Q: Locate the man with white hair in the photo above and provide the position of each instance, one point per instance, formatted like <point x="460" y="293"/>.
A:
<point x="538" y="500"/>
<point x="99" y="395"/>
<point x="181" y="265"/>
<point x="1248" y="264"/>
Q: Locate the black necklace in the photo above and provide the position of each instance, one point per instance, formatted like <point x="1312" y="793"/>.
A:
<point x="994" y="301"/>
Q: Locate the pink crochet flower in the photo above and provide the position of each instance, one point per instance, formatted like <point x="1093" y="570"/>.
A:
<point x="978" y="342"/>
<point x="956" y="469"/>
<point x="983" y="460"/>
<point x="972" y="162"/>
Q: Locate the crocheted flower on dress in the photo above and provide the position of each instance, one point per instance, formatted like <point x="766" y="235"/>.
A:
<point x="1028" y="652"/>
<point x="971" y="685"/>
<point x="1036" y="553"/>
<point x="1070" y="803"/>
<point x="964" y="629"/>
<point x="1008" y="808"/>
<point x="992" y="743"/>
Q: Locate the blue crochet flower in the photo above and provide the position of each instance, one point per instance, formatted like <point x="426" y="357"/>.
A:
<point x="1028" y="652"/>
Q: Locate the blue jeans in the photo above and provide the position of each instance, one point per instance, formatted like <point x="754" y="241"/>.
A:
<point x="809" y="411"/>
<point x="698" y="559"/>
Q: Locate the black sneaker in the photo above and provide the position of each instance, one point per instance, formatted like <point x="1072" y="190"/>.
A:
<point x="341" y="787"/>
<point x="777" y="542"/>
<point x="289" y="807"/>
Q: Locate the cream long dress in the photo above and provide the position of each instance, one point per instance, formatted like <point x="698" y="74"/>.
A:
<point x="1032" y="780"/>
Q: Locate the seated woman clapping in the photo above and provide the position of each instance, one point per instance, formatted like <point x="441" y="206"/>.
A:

━━━━━━━━

■ **Requirement**
The lines to quote run from the one containing "Q: Locate the cream" through the final line of the material above; please give them exactly, both ends included, and nothing else.

■ **Task solution**
Q: Locate the cream long dress in the photo above and provide the position of each instance, one point per instance, formatted like <point x="698" y="74"/>.
A:
<point x="1032" y="780"/>
Q: Locate the seated woman clapping in the photo above and provide the position of each instance, one point per instance, formatted like <point x="441" y="206"/>.
A:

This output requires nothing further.